Directions for this task: Pull out every line below that contains the word "background", and copy each one as it appears. Case counts.

Given records:
'''

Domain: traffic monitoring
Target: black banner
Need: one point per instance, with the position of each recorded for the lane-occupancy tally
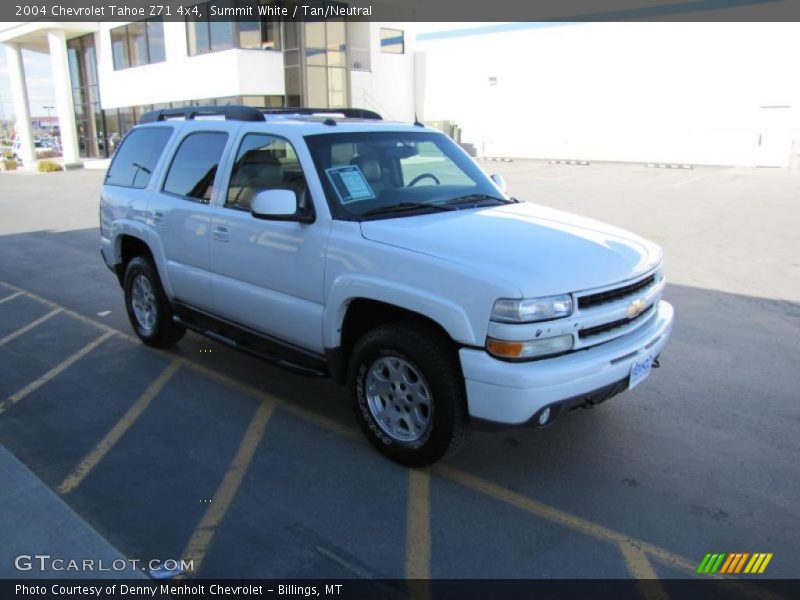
(445, 589)
(402, 10)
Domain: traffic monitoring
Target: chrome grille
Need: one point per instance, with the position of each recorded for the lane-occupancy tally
(606, 327)
(591, 300)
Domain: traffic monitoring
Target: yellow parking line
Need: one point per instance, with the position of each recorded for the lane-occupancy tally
(11, 297)
(29, 326)
(69, 312)
(418, 530)
(641, 569)
(55, 371)
(558, 516)
(203, 534)
(94, 457)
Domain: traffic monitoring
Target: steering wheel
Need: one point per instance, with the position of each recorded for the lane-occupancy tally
(419, 178)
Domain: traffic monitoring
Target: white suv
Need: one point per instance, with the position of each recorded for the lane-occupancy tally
(379, 254)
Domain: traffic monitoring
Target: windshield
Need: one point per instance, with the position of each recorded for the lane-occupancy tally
(387, 173)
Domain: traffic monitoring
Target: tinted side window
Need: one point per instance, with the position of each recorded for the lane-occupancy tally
(195, 165)
(264, 162)
(137, 156)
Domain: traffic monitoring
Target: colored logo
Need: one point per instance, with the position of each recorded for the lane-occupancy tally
(738, 562)
(635, 308)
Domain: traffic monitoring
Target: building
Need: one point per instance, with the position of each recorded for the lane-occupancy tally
(664, 93)
(669, 93)
(107, 74)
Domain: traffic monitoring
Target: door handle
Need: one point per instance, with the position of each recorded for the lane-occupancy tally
(220, 234)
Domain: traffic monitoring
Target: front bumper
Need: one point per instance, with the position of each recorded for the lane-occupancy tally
(512, 393)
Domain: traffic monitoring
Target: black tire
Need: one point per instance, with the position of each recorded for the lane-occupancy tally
(164, 331)
(426, 351)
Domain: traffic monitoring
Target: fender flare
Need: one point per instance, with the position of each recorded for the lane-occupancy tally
(449, 315)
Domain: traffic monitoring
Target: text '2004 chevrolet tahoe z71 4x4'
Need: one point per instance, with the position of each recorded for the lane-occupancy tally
(380, 254)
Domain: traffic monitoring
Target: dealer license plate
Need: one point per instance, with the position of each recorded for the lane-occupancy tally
(639, 371)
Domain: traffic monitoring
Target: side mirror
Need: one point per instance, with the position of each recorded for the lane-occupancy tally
(500, 182)
(279, 205)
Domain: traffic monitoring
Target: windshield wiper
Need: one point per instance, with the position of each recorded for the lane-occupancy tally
(475, 198)
(405, 207)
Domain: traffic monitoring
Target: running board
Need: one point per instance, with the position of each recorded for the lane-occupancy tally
(269, 356)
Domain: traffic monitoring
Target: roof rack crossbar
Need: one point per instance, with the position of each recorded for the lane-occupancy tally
(230, 113)
(349, 113)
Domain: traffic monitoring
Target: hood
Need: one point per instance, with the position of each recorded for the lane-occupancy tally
(540, 250)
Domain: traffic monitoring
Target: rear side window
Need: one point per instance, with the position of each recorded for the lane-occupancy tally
(137, 156)
(195, 165)
(264, 162)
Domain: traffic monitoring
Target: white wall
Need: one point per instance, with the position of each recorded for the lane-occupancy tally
(182, 77)
(389, 87)
(662, 92)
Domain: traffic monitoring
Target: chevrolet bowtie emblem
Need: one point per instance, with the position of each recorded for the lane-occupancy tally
(635, 308)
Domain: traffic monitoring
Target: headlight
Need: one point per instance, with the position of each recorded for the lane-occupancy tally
(529, 349)
(532, 309)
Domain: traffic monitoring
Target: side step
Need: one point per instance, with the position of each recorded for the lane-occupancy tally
(257, 348)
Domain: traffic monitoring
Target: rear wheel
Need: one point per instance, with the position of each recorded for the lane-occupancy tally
(147, 305)
(408, 393)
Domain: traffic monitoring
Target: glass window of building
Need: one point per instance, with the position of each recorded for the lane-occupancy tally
(138, 43)
(392, 41)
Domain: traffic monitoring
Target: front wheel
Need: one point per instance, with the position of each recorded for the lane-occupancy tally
(408, 393)
(147, 305)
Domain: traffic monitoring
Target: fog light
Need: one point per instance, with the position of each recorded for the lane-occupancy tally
(530, 348)
(544, 417)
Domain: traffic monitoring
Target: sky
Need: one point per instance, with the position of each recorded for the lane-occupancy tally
(39, 79)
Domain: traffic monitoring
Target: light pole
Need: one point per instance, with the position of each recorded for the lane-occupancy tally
(49, 121)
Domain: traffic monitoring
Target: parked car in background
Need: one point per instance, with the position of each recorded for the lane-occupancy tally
(43, 148)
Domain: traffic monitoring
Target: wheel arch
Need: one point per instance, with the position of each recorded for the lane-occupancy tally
(347, 320)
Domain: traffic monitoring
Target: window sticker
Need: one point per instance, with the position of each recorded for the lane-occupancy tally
(350, 183)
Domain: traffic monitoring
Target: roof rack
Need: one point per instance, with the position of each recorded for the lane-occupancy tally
(250, 113)
(229, 112)
(349, 113)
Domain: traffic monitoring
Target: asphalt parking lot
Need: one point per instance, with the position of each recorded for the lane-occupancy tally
(251, 471)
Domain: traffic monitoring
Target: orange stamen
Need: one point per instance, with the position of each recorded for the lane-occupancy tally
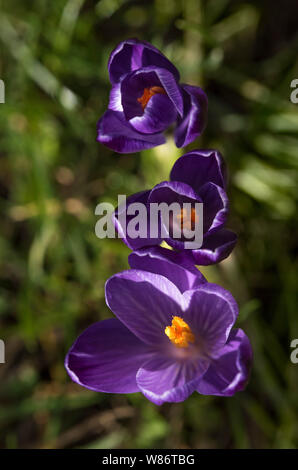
(188, 220)
(179, 333)
(148, 93)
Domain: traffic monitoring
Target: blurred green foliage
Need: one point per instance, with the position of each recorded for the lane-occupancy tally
(53, 174)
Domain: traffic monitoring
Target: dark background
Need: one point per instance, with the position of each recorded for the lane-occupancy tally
(53, 173)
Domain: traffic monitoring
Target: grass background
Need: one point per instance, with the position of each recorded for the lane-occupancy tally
(53, 174)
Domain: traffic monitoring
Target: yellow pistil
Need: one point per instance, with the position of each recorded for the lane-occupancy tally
(188, 220)
(179, 333)
(148, 93)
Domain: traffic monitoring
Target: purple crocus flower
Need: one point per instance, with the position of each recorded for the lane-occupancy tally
(146, 98)
(197, 176)
(170, 338)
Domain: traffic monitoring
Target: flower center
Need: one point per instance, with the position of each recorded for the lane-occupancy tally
(179, 333)
(148, 93)
(188, 218)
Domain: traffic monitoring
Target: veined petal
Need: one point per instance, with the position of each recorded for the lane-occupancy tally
(177, 267)
(157, 116)
(106, 358)
(216, 207)
(199, 167)
(145, 303)
(230, 372)
(132, 54)
(216, 247)
(211, 313)
(163, 379)
(114, 132)
(133, 85)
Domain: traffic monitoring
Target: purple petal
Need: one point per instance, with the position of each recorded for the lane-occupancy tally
(122, 223)
(211, 313)
(163, 379)
(158, 115)
(106, 358)
(114, 132)
(177, 267)
(132, 54)
(115, 103)
(215, 248)
(216, 205)
(145, 303)
(229, 373)
(194, 119)
(199, 167)
(169, 192)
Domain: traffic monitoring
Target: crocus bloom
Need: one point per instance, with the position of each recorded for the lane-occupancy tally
(197, 176)
(146, 98)
(166, 342)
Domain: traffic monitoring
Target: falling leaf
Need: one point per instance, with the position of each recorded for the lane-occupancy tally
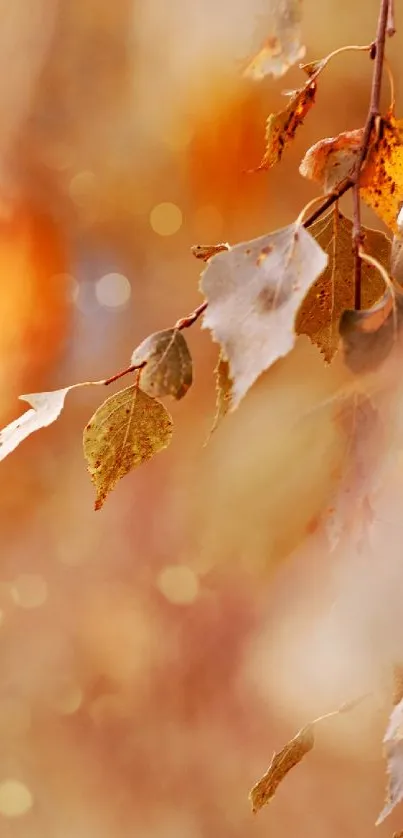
(206, 251)
(46, 408)
(282, 48)
(281, 126)
(332, 159)
(320, 312)
(125, 431)
(351, 511)
(282, 762)
(393, 743)
(253, 292)
(223, 391)
(382, 178)
(168, 364)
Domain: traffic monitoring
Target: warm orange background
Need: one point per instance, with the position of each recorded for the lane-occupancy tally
(154, 654)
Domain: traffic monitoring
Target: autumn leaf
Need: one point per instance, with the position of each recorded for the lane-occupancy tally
(382, 178)
(332, 159)
(281, 126)
(223, 392)
(45, 409)
(168, 364)
(282, 762)
(253, 292)
(333, 292)
(393, 743)
(125, 431)
(282, 47)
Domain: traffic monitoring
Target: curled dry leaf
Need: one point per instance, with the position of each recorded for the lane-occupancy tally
(168, 364)
(332, 159)
(333, 292)
(393, 746)
(253, 292)
(46, 408)
(206, 251)
(125, 431)
(382, 178)
(282, 47)
(281, 764)
(281, 126)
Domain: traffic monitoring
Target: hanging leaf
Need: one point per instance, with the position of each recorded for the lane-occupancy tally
(319, 314)
(168, 364)
(206, 251)
(282, 762)
(46, 408)
(281, 126)
(382, 178)
(125, 431)
(282, 47)
(223, 392)
(253, 292)
(333, 159)
(393, 743)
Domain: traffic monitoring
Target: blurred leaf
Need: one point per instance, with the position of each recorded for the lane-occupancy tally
(382, 177)
(46, 408)
(168, 364)
(282, 762)
(223, 392)
(320, 311)
(393, 742)
(281, 126)
(331, 160)
(125, 431)
(206, 251)
(253, 291)
(282, 47)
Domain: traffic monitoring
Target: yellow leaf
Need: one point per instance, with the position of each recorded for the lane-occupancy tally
(168, 364)
(282, 47)
(281, 126)
(333, 292)
(125, 431)
(281, 764)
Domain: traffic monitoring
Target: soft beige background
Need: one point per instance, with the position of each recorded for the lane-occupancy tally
(153, 655)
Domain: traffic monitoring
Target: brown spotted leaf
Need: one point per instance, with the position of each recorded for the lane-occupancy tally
(281, 126)
(253, 292)
(125, 431)
(333, 292)
(382, 177)
(333, 159)
(282, 762)
(168, 364)
(393, 747)
(282, 47)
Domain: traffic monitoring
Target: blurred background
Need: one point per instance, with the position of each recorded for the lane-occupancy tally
(153, 655)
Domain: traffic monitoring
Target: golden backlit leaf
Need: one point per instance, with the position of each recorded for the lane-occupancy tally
(333, 159)
(282, 47)
(281, 126)
(125, 431)
(253, 292)
(393, 742)
(382, 178)
(206, 251)
(333, 292)
(282, 762)
(46, 408)
(223, 392)
(168, 369)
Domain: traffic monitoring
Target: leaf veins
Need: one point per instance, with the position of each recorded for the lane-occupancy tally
(125, 431)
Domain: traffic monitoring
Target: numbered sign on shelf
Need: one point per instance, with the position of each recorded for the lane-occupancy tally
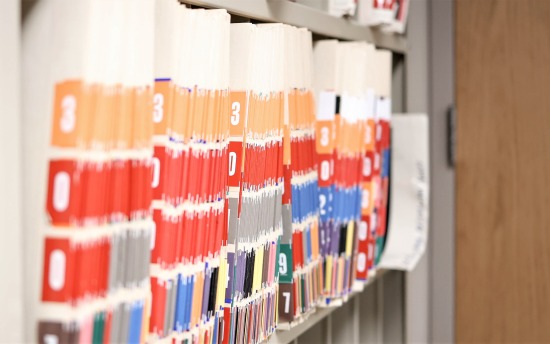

'''

Reply:
Target: parked car in background
Target: dark background
Target: grass background
Target: warm orange background
Target: soft beige background
Target: blurred background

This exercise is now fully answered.